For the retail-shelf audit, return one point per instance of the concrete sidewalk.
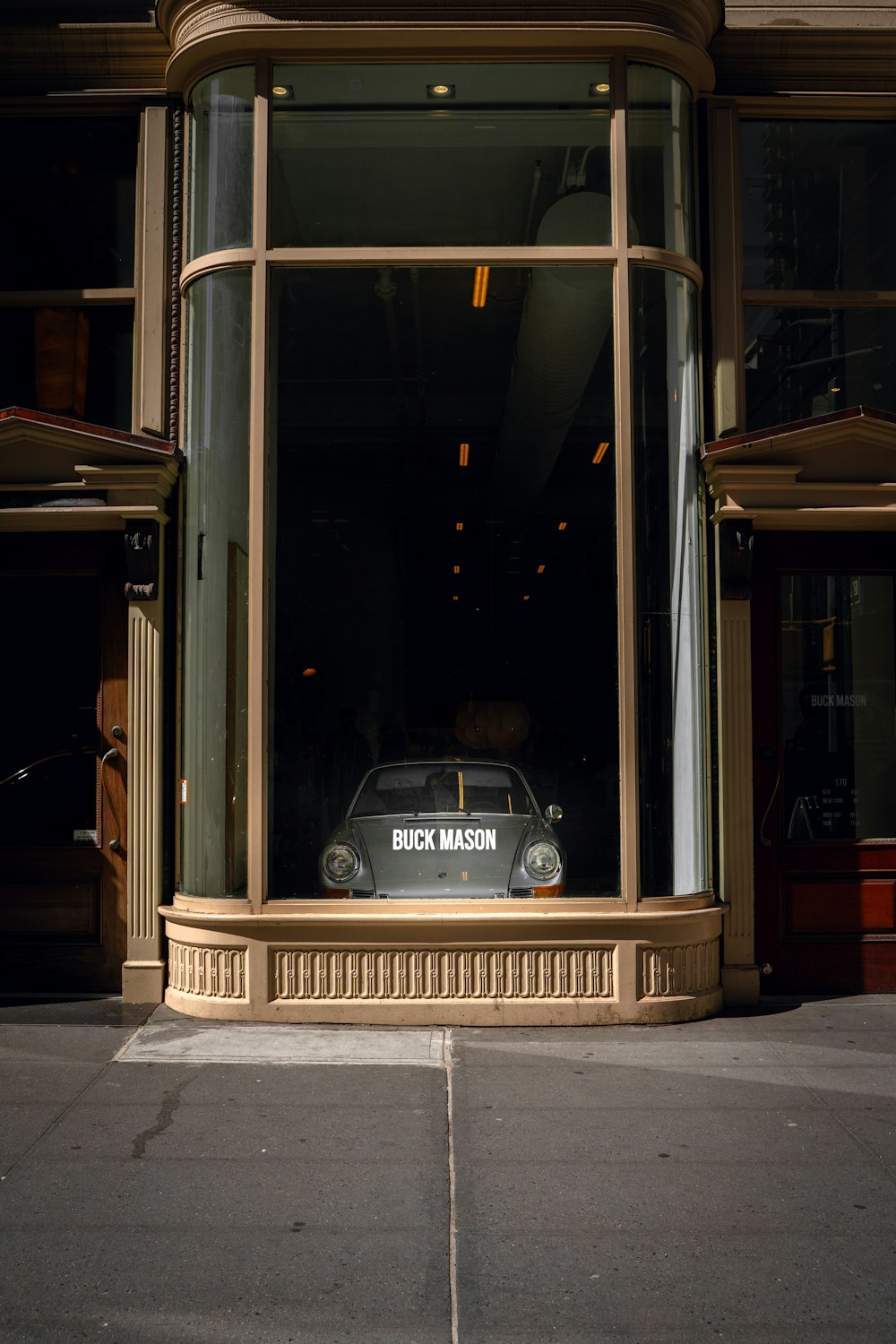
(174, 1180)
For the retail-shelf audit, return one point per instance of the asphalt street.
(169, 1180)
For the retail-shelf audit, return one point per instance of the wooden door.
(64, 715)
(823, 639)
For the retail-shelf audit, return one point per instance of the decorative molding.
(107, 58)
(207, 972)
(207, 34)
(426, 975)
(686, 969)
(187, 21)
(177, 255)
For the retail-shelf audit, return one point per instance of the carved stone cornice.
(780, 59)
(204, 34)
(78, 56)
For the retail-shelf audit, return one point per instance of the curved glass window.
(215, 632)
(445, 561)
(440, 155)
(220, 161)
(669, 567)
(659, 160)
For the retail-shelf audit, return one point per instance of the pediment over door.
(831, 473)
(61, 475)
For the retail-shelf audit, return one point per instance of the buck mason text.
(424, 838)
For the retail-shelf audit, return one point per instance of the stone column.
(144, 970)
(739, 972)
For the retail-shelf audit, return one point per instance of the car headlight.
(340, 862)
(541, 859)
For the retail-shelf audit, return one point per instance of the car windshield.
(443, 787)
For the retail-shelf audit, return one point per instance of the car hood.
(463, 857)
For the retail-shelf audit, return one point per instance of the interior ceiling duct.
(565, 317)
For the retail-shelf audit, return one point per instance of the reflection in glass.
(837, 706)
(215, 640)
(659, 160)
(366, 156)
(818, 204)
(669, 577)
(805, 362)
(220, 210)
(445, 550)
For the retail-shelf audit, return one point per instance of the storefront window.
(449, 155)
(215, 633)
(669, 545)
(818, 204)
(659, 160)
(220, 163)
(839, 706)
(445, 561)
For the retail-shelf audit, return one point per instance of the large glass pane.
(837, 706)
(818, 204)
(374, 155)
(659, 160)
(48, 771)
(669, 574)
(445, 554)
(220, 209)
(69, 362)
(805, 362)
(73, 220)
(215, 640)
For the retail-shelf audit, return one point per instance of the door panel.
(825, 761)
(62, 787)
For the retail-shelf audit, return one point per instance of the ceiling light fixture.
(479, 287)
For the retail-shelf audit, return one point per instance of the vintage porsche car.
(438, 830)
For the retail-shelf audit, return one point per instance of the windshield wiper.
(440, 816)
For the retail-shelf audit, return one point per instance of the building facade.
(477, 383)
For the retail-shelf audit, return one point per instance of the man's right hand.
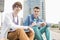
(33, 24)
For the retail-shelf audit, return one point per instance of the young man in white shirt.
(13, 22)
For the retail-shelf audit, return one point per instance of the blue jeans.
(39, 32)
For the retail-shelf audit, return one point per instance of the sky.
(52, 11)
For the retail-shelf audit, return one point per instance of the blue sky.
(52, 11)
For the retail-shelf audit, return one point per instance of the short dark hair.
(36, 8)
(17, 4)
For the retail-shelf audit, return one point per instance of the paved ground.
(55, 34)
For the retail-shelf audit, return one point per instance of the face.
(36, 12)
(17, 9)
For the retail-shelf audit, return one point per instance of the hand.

------------------------------------------------------------------------

Task item: Only the text of the listing should be returned, exactly and in full; no image goes into the copy.

Answer to the exercise:
For the retail-shelf audit, return one point per instance of the concrete sidewalk.
(174, 1180)
For the retail-shelf audit, return one point per instance of the asphalt street.
(169, 1180)
For the retail-shelf audit, return one point per instance of the wooden door.
(64, 715)
(823, 639)
For the retail-shelf audit, return one point per instance of the decorative molding.
(107, 58)
(207, 972)
(207, 34)
(426, 975)
(686, 969)
(187, 21)
(177, 255)
For the retail-shelf audit, return one point per instance of the carved stone cornice.
(780, 59)
(204, 34)
(78, 56)
For the retail-shelf audit, return one point per instance of the curved glass window.
(215, 632)
(445, 561)
(440, 155)
(220, 161)
(669, 567)
(659, 160)
For the retail-shelf audit, return one point per instance of the pediment over door.
(831, 473)
(61, 475)
For the retail-shelf audit, return one point per instance of the buck mason text.
(424, 838)
For the retail-shelf audit, return one point per instance of the stone column.
(144, 970)
(739, 972)
For the retail-shelf audit, return one point per instance of the car headlight.
(340, 862)
(541, 859)
For the retail-shelf audit, return one point per instance of the car windshield.
(443, 787)
For the retail-shelf audit, return one point per instance of the car hood.
(463, 857)
For the retail-shelf audit, return one point per instance of the interior ceiling duct.
(565, 317)
For the retail-shelf audit, return one point per instance of the reflection in glass.
(837, 706)
(215, 640)
(659, 160)
(366, 156)
(818, 204)
(669, 577)
(805, 362)
(220, 210)
(445, 550)
For the retail-shelf audit, return one point per instance of the storefront window.
(449, 155)
(215, 633)
(669, 545)
(818, 204)
(659, 160)
(220, 163)
(839, 706)
(445, 561)
For the retail-shelf audit, return one point per instance of the large glass pane.
(837, 706)
(818, 204)
(374, 155)
(659, 160)
(48, 771)
(669, 574)
(445, 554)
(220, 209)
(69, 362)
(805, 362)
(73, 220)
(215, 640)
For the retail-shelf audit, return one point per instance of the door panel.
(825, 761)
(62, 787)
For the retail-shelf audit, return one point per instance of the ceiling light fixture.
(479, 287)
For the retail-shelf audit, return one point per instance of the vintage porsche car.
(438, 830)
For the retail-shelf audit, return one point per instance of the windshield wiper.
(440, 816)
For the retail-shelf audit, return one point per instance of the building facade.
(477, 383)
For the retail-shelf audit, return one point per instance of the man's right hand.
(33, 24)
For the retail-shelf audit, return one point per instance of the young man in white shirt.
(13, 22)
For the retail-shelf audit, return one point per instance of the blue jeans.
(39, 32)
For the retail-shelf audit, return one point per instance of the sky.
(52, 11)
For the retail-shelf audit, return one point per instance of the blue sky.
(52, 11)
For the retail-shelf audit, return one point per instance of the short dark hair.
(36, 8)
(17, 4)
For the retail-shelf audit, return one point per instance of the paved ground.
(55, 34)
For the retail-shelf audit, return one point per instance of the face.
(36, 12)
(17, 9)
For the retail-shelf audit, return one point per instance of the hand.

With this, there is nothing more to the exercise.